◆ **EXERCISE TASK**
Shift every bounding-box coordinate up by 9 in the stretch of the material from the line containing "object=shallow pool of water" through the end of the material, and write out each line of that stretch, changing nothing else.
★ ★ ★ ★ ★ ★ ★
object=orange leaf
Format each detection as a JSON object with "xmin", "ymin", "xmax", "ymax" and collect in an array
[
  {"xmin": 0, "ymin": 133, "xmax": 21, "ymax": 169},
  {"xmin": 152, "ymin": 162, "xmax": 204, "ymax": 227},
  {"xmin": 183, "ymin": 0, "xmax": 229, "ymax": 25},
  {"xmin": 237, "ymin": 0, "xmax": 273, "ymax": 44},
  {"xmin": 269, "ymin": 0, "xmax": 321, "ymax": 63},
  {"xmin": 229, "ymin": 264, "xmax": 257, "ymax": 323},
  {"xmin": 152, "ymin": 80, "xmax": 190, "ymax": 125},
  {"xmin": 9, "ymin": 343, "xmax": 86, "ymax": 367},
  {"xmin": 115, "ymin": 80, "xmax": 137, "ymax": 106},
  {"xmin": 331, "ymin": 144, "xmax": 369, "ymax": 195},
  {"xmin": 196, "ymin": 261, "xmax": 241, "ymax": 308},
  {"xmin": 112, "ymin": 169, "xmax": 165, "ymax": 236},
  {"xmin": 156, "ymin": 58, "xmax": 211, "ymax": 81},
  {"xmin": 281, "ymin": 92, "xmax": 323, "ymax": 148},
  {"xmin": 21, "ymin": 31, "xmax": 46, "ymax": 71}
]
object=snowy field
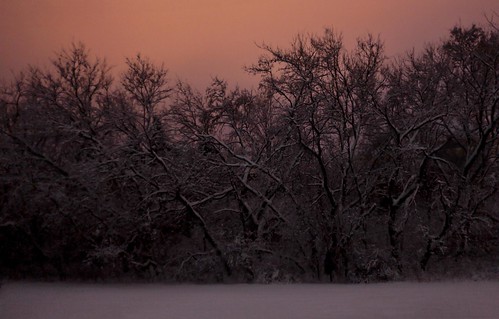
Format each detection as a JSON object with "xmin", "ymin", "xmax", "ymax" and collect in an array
[{"xmin": 0, "ymin": 281, "xmax": 499, "ymax": 319}]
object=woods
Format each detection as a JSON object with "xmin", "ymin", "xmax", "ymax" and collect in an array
[{"xmin": 0, "ymin": 25, "xmax": 499, "ymax": 282}]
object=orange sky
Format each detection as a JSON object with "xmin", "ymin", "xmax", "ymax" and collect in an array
[{"xmin": 0, "ymin": 0, "xmax": 499, "ymax": 88}]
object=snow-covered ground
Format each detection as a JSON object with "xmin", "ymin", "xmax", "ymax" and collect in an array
[{"xmin": 0, "ymin": 281, "xmax": 499, "ymax": 319}]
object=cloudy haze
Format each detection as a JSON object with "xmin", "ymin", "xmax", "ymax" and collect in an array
[{"xmin": 0, "ymin": 0, "xmax": 499, "ymax": 86}]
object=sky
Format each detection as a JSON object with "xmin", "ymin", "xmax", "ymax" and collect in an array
[{"xmin": 0, "ymin": 0, "xmax": 499, "ymax": 88}]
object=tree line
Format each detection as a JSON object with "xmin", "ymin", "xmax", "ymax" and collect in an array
[{"xmin": 0, "ymin": 21, "xmax": 499, "ymax": 282}]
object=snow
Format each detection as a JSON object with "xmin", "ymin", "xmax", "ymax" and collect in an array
[{"xmin": 0, "ymin": 281, "xmax": 499, "ymax": 319}]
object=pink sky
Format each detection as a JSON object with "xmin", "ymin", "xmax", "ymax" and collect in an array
[{"xmin": 0, "ymin": 0, "xmax": 499, "ymax": 88}]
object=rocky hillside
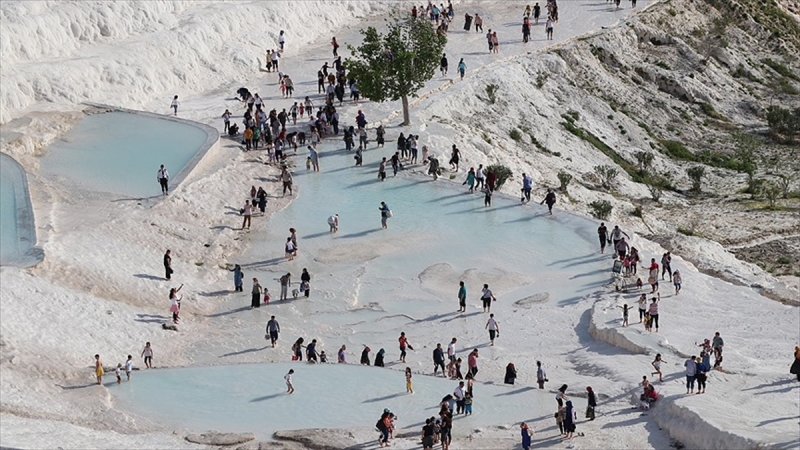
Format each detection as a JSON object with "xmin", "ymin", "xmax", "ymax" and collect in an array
[{"xmin": 421, "ymin": 0, "xmax": 800, "ymax": 301}]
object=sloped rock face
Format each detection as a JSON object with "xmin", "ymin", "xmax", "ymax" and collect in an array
[{"xmin": 186, "ymin": 431, "xmax": 256, "ymax": 447}]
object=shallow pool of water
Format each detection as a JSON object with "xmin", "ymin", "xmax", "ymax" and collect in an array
[
  {"xmin": 109, "ymin": 362, "xmax": 584, "ymax": 439},
  {"xmin": 41, "ymin": 112, "xmax": 216, "ymax": 198},
  {"xmin": 0, "ymin": 154, "xmax": 41, "ymax": 266}
]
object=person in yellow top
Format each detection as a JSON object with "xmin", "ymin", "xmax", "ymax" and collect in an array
[
  {"xmin": 789, "ymin": 345, "xmax": 800, "ymax": 381},
  {"xmin": 242, "ymin": 127, "xmax": 253, "ymax": 151},
  {"xmin": 94, "ymin": 355, "xmax": 105, "ymax": 385}
]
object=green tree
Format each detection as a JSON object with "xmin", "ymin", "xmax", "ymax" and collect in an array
[{"xmin": 346, "ymin": 16, "xmax": 447, "ymax": 125}]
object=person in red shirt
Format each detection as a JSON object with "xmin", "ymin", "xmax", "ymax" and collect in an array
[{"xmin": 397, "ymin": 332, "xmax": 414, "ymax": 362}]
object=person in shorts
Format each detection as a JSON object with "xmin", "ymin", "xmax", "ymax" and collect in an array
[{"xmin": 481, "ymin": 284, "xmax": 494, "ymax": 312}]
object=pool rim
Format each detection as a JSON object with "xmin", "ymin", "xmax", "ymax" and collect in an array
[
  {"xmin": 81, "ymin": 102, "xmax": 220, "ymax": 205},
  {"xmin": 0, "ymin": 152, "xmax": 44, "ymax": 268}
]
★ ★ ★ ★ ★ ★ ★
◆ **THE OUTPUT**
object=shallow pool of water
Format each detection as a JSON object with "xmin", "ymin", "xmax", "ymax" and collect in an array
[
  {"xmin": 118, "ymin": 371, "xmax": 593, "ymax": 448},
  {"xmin": 50, "ymin": 121, "xmax": 225, "ymax": 207},
  {"xmin": 9, "ymin": 163, "xmax": 50, "ymax": 275}
]
object=person in yellow top
Format each detection as a JSON object with "xmin", "ymin", "xmax", "ymax" and collect in an array
[
  {"xmin": 798, "ymin": 354, "xmax": 809, "ymax": 390},
  {"xmin": 251, "ymin": 136, "xmax": 262, "ymax": 160},
  {"xmin": 103, "ymin": 364, "xmax": 114, "ymax": 394}
]
object=green tree
Format each detection as a JSON object with "xmin", "ymin", "xmax", "ymax" and collect in an array
[{"xmin": 355, "ymin": 25, "xmax": 456, "ymax": 134}]
object=person in red shirt
Format each detection as a JSON object with "xmin", "ymin", "xmax", "ymax" and collect in an array
[{"xmin": 406, "ymin": 341, "xmax": 423, "ymax": 371}]
object=person in shorts
Format each detection as a JSON object with "xmin", "ymin", "xmax", "ymax" and collect in an array
[{"xmin": 490, "ymin": 293, "xmax": 503, "ymax": 321}]
object=pool rim
Format each detection as a JSON object with "xmin", "ymin", "xmax", "ymax" and collect in an array
[
  {"xmin": 90, "ymin": 111, "xmax": 229, "ymax": 214},
  {"xmin": 9, "ymin": 161, "xmax": 53, "ymax": 277}
]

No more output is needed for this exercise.